TEXT PASSAGE.

Jealous of my husband?
The first time someone asked me whether I was jealous of my husband I was speechless. It was a great question. I’d never thought about it before but he is living my (former) dreams.
I visited Cornell’s Johnson School of Business for its prospective student diversity weekend the week after I met my husband at another school’s recruiting event (five years ago on this very day). I made friends that weekend who went on to graduate from Cornell and secure impressive post MBA jobs. I introduced my husband to some of them. I wanted to be a management consultant. I was recruited by a company and extended an offer contingent upon graduation from the college I was attending. I switched schools when I moved to Vermont, got pregnant and married, and am obviously not a management consultant. My husband interviewed with that firm last week. We’re waiting to hear whether he made it to final rounds.
I’m not jealous. I have many flaws but jealousy isn’t one of them and I don’t think its possible to be jealous of someone you truly love. I couldn’t be more proud of my husband. He juggles classwork, family life, recruiting obligations, projects, and the occasional DJ gig like a champ. I’m impressed and proud but I am not envious of him.

ABOUT THIS TASK. Copy the passage on jealousy word for word, starting at "I’m not jealous." and ending at "envious of him.".

DATA EXCERPTS.

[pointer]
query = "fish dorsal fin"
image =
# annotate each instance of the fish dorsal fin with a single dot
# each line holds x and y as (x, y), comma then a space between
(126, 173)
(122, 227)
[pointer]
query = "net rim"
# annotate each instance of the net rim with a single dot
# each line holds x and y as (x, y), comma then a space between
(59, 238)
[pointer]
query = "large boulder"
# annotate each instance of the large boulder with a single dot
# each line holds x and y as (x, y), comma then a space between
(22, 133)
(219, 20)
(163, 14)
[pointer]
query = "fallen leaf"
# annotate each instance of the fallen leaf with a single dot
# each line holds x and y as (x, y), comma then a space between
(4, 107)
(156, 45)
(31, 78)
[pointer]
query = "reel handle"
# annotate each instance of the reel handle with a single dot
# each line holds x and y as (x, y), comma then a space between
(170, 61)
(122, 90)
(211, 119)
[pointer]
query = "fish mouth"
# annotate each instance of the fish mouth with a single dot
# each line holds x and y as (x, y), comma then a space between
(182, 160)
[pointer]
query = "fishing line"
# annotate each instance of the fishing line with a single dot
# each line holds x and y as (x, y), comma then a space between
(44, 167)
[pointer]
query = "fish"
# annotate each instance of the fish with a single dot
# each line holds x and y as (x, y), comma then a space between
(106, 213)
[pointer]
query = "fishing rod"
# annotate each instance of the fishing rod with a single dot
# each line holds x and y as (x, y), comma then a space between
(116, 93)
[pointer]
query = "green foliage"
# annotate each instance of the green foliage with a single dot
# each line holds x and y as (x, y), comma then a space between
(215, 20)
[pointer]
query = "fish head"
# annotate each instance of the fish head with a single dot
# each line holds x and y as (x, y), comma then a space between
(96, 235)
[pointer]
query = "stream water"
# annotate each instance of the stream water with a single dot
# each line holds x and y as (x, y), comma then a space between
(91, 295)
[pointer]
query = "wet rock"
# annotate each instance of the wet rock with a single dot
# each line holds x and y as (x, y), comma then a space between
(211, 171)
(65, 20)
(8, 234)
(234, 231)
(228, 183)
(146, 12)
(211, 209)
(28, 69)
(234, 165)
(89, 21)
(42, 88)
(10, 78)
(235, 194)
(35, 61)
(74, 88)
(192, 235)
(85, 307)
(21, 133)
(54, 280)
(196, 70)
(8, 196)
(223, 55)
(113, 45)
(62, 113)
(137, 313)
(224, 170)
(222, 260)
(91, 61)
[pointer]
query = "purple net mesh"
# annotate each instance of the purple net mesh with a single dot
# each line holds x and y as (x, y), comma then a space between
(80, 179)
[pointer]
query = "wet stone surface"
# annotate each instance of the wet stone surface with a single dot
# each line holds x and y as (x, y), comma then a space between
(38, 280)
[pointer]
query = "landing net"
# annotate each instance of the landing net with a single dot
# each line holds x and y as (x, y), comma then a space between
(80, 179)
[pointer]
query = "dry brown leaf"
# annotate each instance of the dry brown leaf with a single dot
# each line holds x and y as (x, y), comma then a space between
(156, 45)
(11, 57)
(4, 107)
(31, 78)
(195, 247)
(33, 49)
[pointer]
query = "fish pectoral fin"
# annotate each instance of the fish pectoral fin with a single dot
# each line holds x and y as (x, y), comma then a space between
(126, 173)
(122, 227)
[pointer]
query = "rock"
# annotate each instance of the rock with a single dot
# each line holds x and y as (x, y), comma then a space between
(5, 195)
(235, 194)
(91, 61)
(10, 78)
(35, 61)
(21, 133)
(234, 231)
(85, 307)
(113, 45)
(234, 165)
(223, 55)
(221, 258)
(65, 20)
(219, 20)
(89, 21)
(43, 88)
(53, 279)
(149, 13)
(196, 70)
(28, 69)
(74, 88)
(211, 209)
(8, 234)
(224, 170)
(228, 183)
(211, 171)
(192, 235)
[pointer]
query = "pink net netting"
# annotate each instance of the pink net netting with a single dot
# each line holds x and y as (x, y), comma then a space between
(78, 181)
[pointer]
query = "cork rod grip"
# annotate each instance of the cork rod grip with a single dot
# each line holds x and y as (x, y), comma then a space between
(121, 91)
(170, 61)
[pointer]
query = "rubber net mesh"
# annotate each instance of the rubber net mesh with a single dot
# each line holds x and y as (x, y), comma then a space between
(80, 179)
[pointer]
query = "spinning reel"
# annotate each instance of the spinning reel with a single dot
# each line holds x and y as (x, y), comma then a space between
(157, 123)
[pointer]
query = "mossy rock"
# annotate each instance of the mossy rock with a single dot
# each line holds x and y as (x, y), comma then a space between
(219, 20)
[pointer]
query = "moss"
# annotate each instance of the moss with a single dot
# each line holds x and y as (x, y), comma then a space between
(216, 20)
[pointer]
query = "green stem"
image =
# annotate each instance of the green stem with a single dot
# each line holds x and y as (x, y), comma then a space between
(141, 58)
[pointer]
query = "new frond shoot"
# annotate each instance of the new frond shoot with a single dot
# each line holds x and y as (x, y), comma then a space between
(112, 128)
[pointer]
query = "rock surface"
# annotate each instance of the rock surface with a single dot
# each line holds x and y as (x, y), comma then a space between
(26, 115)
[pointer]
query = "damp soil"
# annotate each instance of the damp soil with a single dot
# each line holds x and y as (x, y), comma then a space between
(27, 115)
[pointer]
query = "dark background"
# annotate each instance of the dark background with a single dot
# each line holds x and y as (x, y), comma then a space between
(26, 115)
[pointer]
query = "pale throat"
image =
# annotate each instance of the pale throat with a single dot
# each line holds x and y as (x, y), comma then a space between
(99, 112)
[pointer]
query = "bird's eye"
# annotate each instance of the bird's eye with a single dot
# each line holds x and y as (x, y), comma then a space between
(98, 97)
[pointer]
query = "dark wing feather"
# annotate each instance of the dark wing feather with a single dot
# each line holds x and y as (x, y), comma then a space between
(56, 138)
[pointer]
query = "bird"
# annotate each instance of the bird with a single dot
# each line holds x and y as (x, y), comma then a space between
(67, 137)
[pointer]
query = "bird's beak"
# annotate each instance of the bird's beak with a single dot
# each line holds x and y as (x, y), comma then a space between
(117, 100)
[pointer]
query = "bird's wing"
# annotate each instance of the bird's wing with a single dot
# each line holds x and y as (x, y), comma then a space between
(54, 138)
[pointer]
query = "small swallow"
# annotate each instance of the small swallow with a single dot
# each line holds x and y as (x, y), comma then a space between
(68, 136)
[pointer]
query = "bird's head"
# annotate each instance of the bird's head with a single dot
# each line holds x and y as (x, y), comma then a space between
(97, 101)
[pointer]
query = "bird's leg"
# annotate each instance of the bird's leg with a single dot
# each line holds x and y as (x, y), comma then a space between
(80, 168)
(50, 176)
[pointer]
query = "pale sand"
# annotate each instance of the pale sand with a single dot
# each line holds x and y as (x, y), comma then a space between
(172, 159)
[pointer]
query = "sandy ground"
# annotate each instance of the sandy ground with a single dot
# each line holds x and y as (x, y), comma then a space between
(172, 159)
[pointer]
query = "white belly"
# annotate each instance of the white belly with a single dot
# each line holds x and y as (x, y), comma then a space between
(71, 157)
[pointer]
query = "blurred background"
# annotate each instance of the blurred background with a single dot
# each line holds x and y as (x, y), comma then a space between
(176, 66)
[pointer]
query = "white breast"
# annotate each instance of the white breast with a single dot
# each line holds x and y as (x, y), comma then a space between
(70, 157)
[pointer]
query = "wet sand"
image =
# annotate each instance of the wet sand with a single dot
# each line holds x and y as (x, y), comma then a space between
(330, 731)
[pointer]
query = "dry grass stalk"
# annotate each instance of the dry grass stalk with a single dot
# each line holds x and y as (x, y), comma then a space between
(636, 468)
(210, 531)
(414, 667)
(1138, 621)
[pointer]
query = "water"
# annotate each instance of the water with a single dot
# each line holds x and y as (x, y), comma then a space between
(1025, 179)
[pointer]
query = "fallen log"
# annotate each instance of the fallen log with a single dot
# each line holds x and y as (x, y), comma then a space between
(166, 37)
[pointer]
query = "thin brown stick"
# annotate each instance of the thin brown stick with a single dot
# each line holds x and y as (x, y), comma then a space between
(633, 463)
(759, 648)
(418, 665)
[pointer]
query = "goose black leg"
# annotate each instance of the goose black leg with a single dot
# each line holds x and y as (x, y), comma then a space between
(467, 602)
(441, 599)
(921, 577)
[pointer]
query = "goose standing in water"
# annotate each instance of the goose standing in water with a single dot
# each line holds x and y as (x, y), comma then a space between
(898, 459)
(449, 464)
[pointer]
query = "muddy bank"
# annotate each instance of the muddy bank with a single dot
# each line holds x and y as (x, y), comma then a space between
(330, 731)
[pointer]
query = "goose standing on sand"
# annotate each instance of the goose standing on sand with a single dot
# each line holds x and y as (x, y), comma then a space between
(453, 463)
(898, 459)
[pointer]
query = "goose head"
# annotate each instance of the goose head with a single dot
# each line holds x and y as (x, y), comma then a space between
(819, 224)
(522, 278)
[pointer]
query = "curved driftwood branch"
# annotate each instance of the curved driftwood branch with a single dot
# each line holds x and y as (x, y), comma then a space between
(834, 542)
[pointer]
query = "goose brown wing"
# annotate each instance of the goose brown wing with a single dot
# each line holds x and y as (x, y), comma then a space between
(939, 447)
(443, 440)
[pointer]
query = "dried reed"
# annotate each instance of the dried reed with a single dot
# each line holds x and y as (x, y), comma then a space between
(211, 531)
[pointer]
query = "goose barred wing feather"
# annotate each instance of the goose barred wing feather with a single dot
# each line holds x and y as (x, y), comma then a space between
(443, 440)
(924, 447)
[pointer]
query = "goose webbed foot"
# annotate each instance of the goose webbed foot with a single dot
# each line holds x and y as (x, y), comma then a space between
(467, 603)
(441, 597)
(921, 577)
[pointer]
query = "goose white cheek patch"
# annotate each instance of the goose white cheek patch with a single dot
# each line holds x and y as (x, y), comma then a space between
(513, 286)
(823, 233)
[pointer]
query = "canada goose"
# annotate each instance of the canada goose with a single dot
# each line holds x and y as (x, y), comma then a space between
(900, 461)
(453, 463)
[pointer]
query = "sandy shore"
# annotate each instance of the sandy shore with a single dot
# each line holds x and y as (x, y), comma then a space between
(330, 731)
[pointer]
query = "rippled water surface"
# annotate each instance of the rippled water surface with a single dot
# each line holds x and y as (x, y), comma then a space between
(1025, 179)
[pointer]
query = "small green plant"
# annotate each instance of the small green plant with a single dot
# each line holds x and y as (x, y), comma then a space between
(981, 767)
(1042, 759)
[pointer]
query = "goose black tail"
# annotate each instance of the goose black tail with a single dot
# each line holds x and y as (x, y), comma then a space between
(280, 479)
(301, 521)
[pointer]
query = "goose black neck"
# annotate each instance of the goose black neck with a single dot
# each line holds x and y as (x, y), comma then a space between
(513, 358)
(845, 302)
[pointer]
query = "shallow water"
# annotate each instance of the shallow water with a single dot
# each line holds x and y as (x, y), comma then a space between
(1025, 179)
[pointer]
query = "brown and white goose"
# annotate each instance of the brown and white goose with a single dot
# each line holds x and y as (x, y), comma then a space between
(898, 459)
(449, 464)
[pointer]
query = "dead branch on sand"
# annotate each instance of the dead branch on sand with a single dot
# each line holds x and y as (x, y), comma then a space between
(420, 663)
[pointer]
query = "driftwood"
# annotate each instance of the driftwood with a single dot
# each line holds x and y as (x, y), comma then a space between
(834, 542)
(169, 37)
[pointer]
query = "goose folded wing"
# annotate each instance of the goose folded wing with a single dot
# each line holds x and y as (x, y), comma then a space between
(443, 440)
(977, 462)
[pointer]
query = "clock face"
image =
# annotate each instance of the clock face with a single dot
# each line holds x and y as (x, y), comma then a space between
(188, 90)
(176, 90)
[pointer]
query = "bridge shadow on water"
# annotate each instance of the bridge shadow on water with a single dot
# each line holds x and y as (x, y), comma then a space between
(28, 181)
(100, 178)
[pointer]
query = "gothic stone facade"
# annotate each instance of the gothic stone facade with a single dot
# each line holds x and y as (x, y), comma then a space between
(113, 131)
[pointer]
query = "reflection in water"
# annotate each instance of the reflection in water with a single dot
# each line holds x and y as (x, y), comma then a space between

FINISHED TASK.
I’m not jealous. I have many flaws but jealousy isn’t one of them and I don’t think its possible to be jealous of someone you truly love. I couldn’t be more proud of my husband. He juggles classwork, family life, recruiting obligations, projects, and the occasional DJ gig like a champ. I’m impressed and proud but I am not envious of him.